▶ Natural-language object grounding data
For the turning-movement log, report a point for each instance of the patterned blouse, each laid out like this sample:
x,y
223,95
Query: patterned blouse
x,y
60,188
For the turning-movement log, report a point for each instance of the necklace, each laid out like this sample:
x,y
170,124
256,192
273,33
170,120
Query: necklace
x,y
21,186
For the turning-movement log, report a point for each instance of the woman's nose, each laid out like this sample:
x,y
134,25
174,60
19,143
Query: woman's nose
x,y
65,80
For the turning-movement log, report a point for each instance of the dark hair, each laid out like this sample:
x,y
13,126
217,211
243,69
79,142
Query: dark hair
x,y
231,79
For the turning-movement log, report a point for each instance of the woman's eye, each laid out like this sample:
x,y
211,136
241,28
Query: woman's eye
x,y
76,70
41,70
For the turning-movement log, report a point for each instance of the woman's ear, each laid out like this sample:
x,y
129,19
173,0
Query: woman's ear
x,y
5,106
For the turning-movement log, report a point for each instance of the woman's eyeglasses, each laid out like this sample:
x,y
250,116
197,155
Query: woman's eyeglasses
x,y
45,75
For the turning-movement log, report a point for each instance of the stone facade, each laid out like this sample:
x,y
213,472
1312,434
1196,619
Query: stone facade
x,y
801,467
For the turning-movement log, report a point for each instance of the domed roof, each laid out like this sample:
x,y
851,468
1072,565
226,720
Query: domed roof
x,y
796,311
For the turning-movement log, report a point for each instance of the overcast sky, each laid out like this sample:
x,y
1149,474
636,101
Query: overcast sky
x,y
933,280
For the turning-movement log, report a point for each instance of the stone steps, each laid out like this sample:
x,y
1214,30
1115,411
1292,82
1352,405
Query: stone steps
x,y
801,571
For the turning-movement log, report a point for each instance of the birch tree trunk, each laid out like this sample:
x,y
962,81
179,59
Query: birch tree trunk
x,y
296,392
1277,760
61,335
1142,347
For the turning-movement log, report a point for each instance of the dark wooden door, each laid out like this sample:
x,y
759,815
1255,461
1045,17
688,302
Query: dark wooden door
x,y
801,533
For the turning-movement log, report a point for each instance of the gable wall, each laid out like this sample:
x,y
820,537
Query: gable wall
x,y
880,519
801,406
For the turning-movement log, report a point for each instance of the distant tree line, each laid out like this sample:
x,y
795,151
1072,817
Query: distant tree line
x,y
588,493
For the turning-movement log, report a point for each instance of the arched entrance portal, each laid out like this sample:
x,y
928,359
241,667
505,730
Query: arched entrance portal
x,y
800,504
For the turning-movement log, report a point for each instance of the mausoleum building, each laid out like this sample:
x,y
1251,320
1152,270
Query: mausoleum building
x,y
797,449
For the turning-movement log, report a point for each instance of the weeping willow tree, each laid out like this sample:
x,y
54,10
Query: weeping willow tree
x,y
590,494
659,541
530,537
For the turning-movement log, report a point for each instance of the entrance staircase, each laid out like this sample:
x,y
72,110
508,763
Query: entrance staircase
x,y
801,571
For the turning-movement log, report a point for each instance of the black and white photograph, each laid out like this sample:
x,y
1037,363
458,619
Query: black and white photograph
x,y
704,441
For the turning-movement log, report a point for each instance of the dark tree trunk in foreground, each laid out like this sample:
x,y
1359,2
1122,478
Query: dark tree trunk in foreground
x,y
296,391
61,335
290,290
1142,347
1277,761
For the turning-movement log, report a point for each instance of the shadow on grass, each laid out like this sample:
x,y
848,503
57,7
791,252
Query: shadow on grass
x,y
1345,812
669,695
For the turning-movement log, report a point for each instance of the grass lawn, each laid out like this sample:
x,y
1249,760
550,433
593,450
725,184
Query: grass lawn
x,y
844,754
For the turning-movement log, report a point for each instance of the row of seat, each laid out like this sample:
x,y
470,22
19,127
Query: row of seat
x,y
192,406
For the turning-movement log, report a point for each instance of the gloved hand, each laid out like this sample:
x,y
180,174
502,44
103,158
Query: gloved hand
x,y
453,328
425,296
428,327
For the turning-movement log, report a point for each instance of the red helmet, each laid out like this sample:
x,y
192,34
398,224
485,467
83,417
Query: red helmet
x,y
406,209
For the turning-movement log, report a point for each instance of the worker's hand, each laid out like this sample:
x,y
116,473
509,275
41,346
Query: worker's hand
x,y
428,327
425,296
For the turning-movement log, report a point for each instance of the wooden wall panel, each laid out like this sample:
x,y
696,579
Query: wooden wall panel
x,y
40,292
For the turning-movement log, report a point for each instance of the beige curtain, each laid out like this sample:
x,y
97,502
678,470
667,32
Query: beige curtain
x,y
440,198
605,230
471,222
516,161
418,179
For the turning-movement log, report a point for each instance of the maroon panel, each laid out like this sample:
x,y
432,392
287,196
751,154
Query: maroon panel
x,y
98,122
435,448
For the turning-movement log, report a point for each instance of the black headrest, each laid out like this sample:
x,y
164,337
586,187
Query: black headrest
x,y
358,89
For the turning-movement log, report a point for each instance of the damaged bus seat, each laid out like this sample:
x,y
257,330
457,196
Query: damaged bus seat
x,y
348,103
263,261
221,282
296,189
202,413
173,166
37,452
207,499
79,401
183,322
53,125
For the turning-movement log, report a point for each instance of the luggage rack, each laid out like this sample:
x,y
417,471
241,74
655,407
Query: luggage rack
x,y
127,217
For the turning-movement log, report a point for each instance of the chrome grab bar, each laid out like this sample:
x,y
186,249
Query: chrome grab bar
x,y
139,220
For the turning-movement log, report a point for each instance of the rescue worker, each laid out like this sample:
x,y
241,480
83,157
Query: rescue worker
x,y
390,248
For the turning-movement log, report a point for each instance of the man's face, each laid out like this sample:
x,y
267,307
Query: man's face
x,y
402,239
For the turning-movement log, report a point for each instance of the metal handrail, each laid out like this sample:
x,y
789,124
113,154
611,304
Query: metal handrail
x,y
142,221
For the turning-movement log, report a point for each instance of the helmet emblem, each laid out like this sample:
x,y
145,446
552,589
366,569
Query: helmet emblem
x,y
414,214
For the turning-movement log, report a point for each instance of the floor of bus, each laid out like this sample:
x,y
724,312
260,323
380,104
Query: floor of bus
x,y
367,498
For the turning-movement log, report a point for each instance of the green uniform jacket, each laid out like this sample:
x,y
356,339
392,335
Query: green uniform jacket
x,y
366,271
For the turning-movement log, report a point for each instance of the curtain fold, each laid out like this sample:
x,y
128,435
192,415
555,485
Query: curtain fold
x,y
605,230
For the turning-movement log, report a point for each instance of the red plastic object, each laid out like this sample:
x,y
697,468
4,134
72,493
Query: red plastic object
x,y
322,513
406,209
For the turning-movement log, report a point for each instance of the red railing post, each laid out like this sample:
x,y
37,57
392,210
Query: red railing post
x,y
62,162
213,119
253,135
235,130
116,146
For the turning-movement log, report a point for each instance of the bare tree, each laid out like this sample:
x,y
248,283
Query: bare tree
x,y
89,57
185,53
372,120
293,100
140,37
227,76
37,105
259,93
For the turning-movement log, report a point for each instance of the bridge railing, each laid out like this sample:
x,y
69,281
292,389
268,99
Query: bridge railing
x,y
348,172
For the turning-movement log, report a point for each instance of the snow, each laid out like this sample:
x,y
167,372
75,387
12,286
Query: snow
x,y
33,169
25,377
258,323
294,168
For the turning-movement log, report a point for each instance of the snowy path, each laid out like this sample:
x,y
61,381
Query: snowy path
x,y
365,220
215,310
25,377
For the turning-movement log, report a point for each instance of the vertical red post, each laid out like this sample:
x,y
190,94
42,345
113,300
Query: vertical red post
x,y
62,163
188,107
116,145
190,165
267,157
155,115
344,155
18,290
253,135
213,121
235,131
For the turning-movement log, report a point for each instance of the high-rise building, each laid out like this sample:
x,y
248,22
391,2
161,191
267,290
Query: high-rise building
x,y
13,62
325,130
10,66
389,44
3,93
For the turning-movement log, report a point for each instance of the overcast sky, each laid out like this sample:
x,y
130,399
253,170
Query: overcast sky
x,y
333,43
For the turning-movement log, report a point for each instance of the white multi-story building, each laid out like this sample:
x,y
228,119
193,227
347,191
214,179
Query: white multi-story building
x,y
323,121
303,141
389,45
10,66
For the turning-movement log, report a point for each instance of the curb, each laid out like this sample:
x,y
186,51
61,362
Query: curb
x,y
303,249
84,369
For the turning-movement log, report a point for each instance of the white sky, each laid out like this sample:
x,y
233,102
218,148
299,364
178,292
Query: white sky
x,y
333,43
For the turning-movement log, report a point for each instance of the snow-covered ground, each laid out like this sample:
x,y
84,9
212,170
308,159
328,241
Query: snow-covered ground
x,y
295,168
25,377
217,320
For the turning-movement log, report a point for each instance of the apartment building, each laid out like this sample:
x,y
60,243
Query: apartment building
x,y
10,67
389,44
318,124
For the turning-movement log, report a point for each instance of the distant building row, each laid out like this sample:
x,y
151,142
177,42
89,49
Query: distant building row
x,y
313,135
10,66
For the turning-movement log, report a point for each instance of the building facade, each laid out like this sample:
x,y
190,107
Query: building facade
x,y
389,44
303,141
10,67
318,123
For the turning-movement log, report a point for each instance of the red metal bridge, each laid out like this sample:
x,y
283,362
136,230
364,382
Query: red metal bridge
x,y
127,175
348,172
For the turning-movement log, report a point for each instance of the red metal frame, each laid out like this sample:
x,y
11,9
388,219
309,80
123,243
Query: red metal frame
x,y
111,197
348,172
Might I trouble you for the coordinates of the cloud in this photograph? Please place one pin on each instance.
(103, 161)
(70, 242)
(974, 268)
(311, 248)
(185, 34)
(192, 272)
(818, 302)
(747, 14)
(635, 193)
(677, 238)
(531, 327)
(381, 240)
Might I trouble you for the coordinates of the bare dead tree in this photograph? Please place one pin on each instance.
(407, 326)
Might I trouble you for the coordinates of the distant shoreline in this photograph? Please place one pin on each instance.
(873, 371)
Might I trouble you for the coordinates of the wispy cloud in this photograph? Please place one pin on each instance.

▶ WORK REQUEST
Using the records above, output exactly the lines from the first through the line that contains "the necklace, each", with both of those included.

▶ ANSWER FOR THIS EXERCISE
For the turning-movement log, report a point for each instance of the patterned blouse, each laid out like this sample:
x,y
223,95
Query: patterned blouse
x,y
60,188
For the turning-movement log, report a point for each instance of the necklace, each laid out like this sample:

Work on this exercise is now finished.